▶ _Instructions to follow_
Copy the data that follows exactly, and include none of its images.

▶ _Collected data entries_

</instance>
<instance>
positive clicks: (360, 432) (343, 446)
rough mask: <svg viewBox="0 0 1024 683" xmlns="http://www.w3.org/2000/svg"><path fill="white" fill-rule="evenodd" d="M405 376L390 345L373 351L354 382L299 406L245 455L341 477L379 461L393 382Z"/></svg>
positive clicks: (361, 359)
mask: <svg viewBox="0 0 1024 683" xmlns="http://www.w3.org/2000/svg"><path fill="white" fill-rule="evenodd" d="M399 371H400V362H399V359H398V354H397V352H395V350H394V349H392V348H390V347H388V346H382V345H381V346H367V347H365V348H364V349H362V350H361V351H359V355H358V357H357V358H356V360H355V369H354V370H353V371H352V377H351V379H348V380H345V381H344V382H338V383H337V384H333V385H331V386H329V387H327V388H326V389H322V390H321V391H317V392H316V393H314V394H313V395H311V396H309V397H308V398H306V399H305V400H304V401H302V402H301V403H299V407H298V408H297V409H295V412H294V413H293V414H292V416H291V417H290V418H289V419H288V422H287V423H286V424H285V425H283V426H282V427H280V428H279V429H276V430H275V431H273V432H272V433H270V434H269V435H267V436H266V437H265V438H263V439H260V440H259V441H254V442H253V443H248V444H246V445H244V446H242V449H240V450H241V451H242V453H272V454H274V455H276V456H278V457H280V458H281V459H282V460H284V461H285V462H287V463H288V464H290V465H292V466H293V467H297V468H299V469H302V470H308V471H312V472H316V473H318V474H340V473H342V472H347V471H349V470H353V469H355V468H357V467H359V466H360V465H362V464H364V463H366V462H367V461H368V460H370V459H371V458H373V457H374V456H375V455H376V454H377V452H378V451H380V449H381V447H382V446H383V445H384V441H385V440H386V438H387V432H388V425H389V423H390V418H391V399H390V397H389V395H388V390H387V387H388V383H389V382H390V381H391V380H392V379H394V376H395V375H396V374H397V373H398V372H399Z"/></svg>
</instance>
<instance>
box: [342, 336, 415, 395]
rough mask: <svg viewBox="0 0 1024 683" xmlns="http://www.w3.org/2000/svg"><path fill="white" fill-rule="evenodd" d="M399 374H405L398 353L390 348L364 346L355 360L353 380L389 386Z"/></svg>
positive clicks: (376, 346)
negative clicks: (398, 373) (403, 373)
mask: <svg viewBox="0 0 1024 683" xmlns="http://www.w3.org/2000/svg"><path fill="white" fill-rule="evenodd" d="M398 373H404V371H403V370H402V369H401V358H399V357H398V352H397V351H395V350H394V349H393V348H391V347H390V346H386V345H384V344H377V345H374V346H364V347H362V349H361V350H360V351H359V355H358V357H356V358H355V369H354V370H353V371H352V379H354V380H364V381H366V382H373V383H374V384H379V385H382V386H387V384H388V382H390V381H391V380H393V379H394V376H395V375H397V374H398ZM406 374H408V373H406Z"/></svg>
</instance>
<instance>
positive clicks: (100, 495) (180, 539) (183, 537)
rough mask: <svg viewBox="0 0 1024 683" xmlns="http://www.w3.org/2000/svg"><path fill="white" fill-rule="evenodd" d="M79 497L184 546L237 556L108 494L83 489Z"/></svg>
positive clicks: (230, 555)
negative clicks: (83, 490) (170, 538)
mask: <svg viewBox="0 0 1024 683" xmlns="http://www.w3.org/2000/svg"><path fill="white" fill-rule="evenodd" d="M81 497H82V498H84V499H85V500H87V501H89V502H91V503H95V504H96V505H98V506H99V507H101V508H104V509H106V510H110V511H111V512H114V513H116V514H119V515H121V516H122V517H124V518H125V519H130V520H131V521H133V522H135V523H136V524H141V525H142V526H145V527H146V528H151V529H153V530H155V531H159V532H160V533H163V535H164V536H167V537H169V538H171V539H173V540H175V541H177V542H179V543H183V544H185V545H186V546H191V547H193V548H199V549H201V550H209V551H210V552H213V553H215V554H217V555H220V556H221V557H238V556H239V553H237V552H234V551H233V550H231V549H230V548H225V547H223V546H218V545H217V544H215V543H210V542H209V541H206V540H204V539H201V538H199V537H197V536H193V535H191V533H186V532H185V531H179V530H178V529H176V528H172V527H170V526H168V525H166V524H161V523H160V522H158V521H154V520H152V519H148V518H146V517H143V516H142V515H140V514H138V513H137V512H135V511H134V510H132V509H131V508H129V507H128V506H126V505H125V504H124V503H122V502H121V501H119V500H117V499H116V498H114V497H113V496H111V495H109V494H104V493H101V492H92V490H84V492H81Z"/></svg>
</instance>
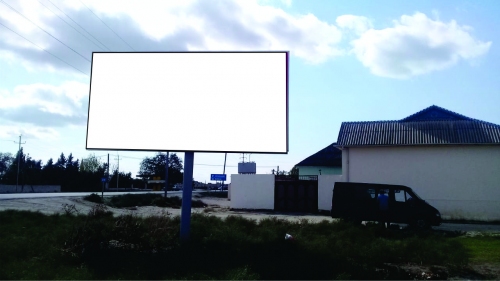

▶ _Worked solution_
</instance>
<instance>
positive clicks: (360, 432) (343, 446)
rough mask: <svg viewBox="0 0 1024 683" xmlns="http://www.w3.org/2000/svg"><path fill="white" fill-rule="evenodd" d="M405 376L390 345L373 351L354 382L299 406L245 455L341 477L379 461L393 382Z"/></svg>
positive clicks: (361, 359)
mask: <svg viewBox="0 0 1024 683" xmlns="http://www.w3.org/2000/svg"><path fill="white" fill-rule="evenodd" d="M399 371H400V362H399V359H398V354H397V352H395V350H394V349H392V348H390V347H388V346H382V345H381V346H367V347H365V348H364V349H362V350H361V351H359V355H358V357H357V358H356V360H355V369H354V370H353V371H352V377H351V379H348V380H345V381H344V382H338V383H337V384H333V385H331V386H329V387H327V388H326V389H322V390H321V391H317V392H316V393H314V394H313V395H311V396H309V397H308V398H306V399H305V400H304V401H302V402H301V403H299V407H298V408H297V409H295V412H294V413H293V414H292V416H291V417H290V418H289V419H288V422H287V423H286V424H285V425H283V426H282V427H280V428H279V429H276V430H275V431H273V432H272V433H270V434H269V435H267V436H266V437H265V438H263V439H260V440H259V441H254V442H253V443H248V444H246V445H244V446H242V449H240V450H241V451H242V453H272V454H274V455H276V456H278V457H280V458H281V459H282V460H284V461H285V462H287V463H288V464H290V465H292V466H293V467H297V468H299V469H302V470H308V471H312V472H316V473H318V474H340V473H342V472H347V471H349V470H353V469H355V468H357V467H359V466H360V465H362V464H364V463H366V462H367V461H368V460H370V459H371V458H373V457H374V456H375V455H376V454H377V452H378V451H380V449H381V447H382V446H383V445H384V441H385V440H386V438H387V432H388V425H389V423H390V418H391V399H390V397H389V395H388V390H387V387H388V383H389V382H390V381H391V380H392V379H394V376H395V375H396V374H397V373H398V372H399Z"/></svg>
</instance>
<instance>
box: [342, 336, 415, 395]
rough mask: <svg viewBox="0 0 1024 683" xmlns="http://www.w3.org/2000/svg"><path fill="white" fill-rule="evenodd" d="M399 374H405L398 353L390 348L364 346L355 360L353 380L389 386Z"/></svg>
positive clicks: (376, 346)
negative clicks: (398, 373) (403, 373)
mask: <svg viewBox="0 0 1024 683" xmlns="http://www.w3.org/2000/svg"><path fill="white" fill-rule="evenodd" d="M398 373H404V371H403V370H402V369H401V358H399V357H398V352H397V351H395V350H394V349H393V348H391V347H390V346H386V345H384V344H377V345H374V346H364V347H362V349H361V350H360V351H359V355H358V357H356V358H355V369H354V370H353V371H352V379H354V380H364V381H366V382H373V383H374V384H379V385H382V386H387V384H388V382H390V381H391V380H393V379H394V376H395V375H397V374H398ZM406 374H408V373H406Z"/></svg>
</instance>
<instance>
positive clicks: (100, 495) (180, 539) (183, 537)
rough mask: <svg viewBox="0 0 1024 683" xmlns="http://www.w3.org/2000/svg"><path fill="white" fill-rule="evenodd" d="M79 497L184 546L237 556L108 494L83 489Z"/></svg>
positive clicks: (230, 555)
negative clicks: (83, 490) (170, 538)
mask: <svg viewBox="0 0 1024 683" xmlns="http://www.w3.org/2000/svg"><path fill="white" fill-rule="evenodd" d="M81 497H82V498H84V499H85V500H87V501H89V502H91V503H95V504H96V505H98V506H99V507H101V508H104V509H106V510H110V511H111V512H114V513H116V514H119V515H121V516H122V517H124V518H125V519H130V520H131V521H133V522H135V523H136V524H141V525H142V526H145V527H146V528H151V529H153V530H155V531H159V532H160V533H163V535H164V536H167V537H169V538H171V539H173V540H175V541H177V542H179V543H183V544H185V545H186V546H191V547H193V548H199V549H201V550H209V551H210V552H213V553H215V554H217V555H220V556H221V557H238V556H239V553H237V552H234V551H233V550H231V549H230V548H225V547H223V546H218V545H217V544H215V543H210V542H209V541H206V540H204V539H201V538H199V537H197V536H193V535H191V533H186V532H185V531H179V530H178V529H176V528H172V527H170V526H168V525H166V524H161V523H160V522H158V521H154V520H152V519H148V518H146V517H143V516H142V515H140V514H138V513H137V512H135V511H134V510H132V509H131V508H129V507H128V506H126V505H125V504H124V503H122V502H121V501H119V500H117V499H116V498H114V497H113V496H111V495H109V494H104V493H101V492H92V490H84V492H81Z"/></svg>
</instance>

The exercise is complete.